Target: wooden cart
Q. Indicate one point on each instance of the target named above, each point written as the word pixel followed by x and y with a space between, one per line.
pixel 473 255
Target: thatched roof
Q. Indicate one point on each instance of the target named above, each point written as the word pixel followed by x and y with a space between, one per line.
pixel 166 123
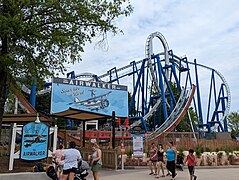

------------

* **WHAT IS REQUIRED**: Output the listing above exactly, excluding all pictures.

* **ANSWER TO THE PROBLEM**:
Target: wooden cart
Q. Indicate one point on each instance of the target named above, each point written as the word pixel followed by x and y with a space between, one per line.
pixel 473 255
Target: thatched roof
Q. Indicate one point on each instance of the target named above, each point written as the word pixel followed by x and y with a space between, one per line.
pixel 166 123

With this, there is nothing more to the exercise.